## What to work on
Rewrite the records below with each occurrence of "shrub" changed to "bush", keeping everything else the same.

(Items listed in a dataset)
○ ○ ○ ○ ○ ○ ○

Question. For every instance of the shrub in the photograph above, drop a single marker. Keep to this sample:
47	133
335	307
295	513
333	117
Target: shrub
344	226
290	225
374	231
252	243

○ ○ ○ ○ ○ ○ ○

## Correct output
Question. For every instance of the bush in the photograph above, drop a single marker. Keep to this sample:
47	133
335	307
295	513
333	117
Target: bush
344	226
290	225
374	231
252	243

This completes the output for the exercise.